**STUDY TEXT**
• • •

Nonlinear dynamical behavior of an SEIR mathematical model: Effect of information and saturated treatment.

When a disease spreads in a population, individuals tend to change their behavior due to the presence of information about disease prevalence. Therefore, the infection rate is affected and incidence term in the model should be appropriately modified. In addition, a limitation of medical resources has its impact on the dynamics of the disease. In this work, we propose and analyze an Susceptible-Exposed-Infected-Recovered (SEIR) model, which accounts for the information-induced non-monotonic incidence function and saturated treatment function. The model analysis is carried out, and it is found that when R0 is below one, the disease may or may not die out due to the saturated treatment (i.e., a backward bifurcation may exist and cause multi-stability). Further, we note that in this case, disease eradication is possible if medical resources are available for all. When R0 exceeds one, there is a possibility of the existence of multiple endemic equilibria. These multiple equilibria give rise to rich and complex dynamics by showing various bifurcations and oscillations (via Hopf bifurcation). A global asymptotic stability of a unique endemic equilibrium (when it exists) is established under certain conditions. An impact of information is shown and also a sensitivity analysis of model parameters is performed. Various cases are considered numerically to provide the insight of model behavior mathematically and epidemiologically. We found that the model shows hysteresis. Our study underlines that a limitation of medical resources may cause bi(multi)-stability in the model system. Also, information plays a significant role and gives rise to a rich and complex dynamical behavior of the model.

• • •

**DATA EXCERPT**

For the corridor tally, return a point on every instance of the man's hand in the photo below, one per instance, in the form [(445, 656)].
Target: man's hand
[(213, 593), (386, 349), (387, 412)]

• • •

**PROBLEM**
Answer these from the SEIR model abstract:
(a) Which two functions does the proposed model account for?
(b) Via which bifurcation do the oscillations arise?
(c) What may a limitation of medical resources cause in the model system?

**SOLUTION TO THE EXERCISE**
(a) An information-induced non-monotonic incidence function and a saturated treatment function.
(b) Hopf bifurcation.
(c) Bi(multi)-stability.